##### Selection
- Born: Lolita Rivera Cariño March 23, 1936 (age 90)
- Occupation: Actress
- Years active: 1955–1961; 1995–1999
- Spouse: Roy Padilla Sr. ​(died 1988)​
- Children: 10 (inc. Rommel, Rustom, and Robin)
- Relatives: Padilla family Bela Padilla (grandniece)

= Eva Cariño =

Filpino actress; mother of Robin Padilla

Lolita Rivera Cariño-Padilla (born March 23, 1936), professionally known as Eva Cariño, is a former Filipino actress. She is the mother of actors Robin Padilla, Rommel Padilla, Royette Padilla and BB Gandanghari.

==Early life==
Eva Cariño was born on March 23, 1936, and raised in the provincial town of Cuyapo, Nueva Ecija.

Prior to entering the film industry, she was fond of watching films starring Rogelio de la Rosa and Elsa Oria.

==Career==
At the age of 16, Cariño moved to Manila in 1952 to find an opportunity to become an actress in the film industry, with her sister's father-in-law, July Hidalgo, being a sound engineer for LVN Pictures. After being noticed by composer Juan Silos, she was hired and groomed as an actress for LVN.

After starring in supporting roles for films such as Ang Ibong Adarna (lit. 'The Adarna bird'), Salamangkero (both 1955), and Everlasting (1956), she was intended to star in her first lead role for Manuel Conde's film Krus Na Kawayan (lit. 'Bamboo Cross'), a Vietnamese-Philippine co-production, but had to back out due to her "weak heart". In 1958, Consuelo "Ateng" Osorio, who was the neighbor of Cariño's sister, recommended her to Roy Padilla Sr., Osorio's brother, upon which she was cast in a lead role for the anthology film Taginting under the name Eva Rivera and opposite Padilla's brother Amado Cortez. However, due to Padilla's strict demands as director, Cariño nearly walked out of the set, and convinced Osorio to direct her scenes instead.

In 1984, Cariño produced a concert in Baguio for Holy Week, headlined by Basil Valdez and Joey Albert. It was during the concert that her teenage son Robin Padilla was introduced to filmmaker Deo J. Fajardo Jr., who later assisted Padilla in becoming an actor in the film industry despite his father's disapproval.

In 1995, Cariño was cast in Fajardo's film Anak, Pagsubok Lamang ng Diyos alongside her son Robin, who was then serving a 17-year jail term at the New Bilibid Prison where the film was largely shot.

==Personal life==
Cariño married Roy Padilla Sr., an actor, director, and civic leader who served as OIC governor of Camarines Norte from 1986 until his assassination during the gubernatorial election in January 1988. The couple had a total of ten children: Rowena (born 1959), Randolf ("Randy", died 1980s), Rema, Roy ("Royette"), Roda, Rommel (born 1965), BB Gandanghari (formerly Rustom; born 1967), Robinhood ("Robin", born 1969), Richelda (born 1971), and Romulus (died at four days old in 1975). In spite of their marriage, Padilla had dozens of other children with other women.
##########
Written task A:
Put the rows starting at the one containing "Where can you see the orange" and ending with the last row into a numbered list, leaving out any blank lines.
##### Records shown
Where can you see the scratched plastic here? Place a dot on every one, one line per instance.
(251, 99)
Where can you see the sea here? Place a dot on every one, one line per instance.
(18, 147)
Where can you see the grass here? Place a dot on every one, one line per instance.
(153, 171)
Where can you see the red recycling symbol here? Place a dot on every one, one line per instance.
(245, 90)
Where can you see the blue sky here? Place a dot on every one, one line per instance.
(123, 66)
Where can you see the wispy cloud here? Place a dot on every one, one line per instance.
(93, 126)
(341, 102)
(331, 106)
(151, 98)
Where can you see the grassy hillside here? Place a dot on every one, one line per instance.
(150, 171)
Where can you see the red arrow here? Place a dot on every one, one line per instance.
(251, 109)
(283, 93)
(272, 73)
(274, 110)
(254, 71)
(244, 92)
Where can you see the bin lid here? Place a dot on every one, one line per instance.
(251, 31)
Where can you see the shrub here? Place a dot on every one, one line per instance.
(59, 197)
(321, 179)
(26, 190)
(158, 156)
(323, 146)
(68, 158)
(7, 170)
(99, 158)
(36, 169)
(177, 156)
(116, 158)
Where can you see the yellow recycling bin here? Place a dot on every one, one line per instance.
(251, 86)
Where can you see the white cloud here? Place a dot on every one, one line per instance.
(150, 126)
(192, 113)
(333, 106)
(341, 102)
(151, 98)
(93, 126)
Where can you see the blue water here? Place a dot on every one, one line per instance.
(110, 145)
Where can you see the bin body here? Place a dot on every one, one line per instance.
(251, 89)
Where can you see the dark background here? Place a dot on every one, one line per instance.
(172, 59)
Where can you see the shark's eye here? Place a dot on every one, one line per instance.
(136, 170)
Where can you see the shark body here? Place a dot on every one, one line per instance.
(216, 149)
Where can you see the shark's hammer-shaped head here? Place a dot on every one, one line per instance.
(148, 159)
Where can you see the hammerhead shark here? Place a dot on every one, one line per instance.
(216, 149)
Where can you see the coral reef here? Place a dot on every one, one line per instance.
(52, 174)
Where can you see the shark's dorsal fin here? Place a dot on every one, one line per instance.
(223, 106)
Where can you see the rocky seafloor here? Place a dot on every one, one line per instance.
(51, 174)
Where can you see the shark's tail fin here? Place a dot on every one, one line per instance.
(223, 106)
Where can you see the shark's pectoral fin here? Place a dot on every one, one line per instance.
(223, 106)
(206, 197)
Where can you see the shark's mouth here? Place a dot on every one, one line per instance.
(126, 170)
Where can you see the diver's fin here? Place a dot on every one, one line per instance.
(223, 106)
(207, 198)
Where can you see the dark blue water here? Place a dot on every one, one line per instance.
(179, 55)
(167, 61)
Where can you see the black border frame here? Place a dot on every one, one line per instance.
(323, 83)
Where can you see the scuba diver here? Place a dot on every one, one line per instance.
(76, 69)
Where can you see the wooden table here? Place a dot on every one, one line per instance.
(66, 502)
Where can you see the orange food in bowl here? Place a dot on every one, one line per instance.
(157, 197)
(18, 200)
##########
Written task B:
Translate this sentence from the text about Eva Cariño into Spanish: "Eva Cariño was born on March 23, 1936, and raised in the provincial town of Cuyapo, Nueva Ecija."

Expected output A:
1. Where can you see the orange food in bowl here? Place a dot on every one, one line per instance.
2. (157, 197)
3. (18, 200)

Expected output B:
Eva Cariño nació el 23 de marzo de 1936 y se crio en el pueblo provincial de Cuyapo, Nueva Ecija.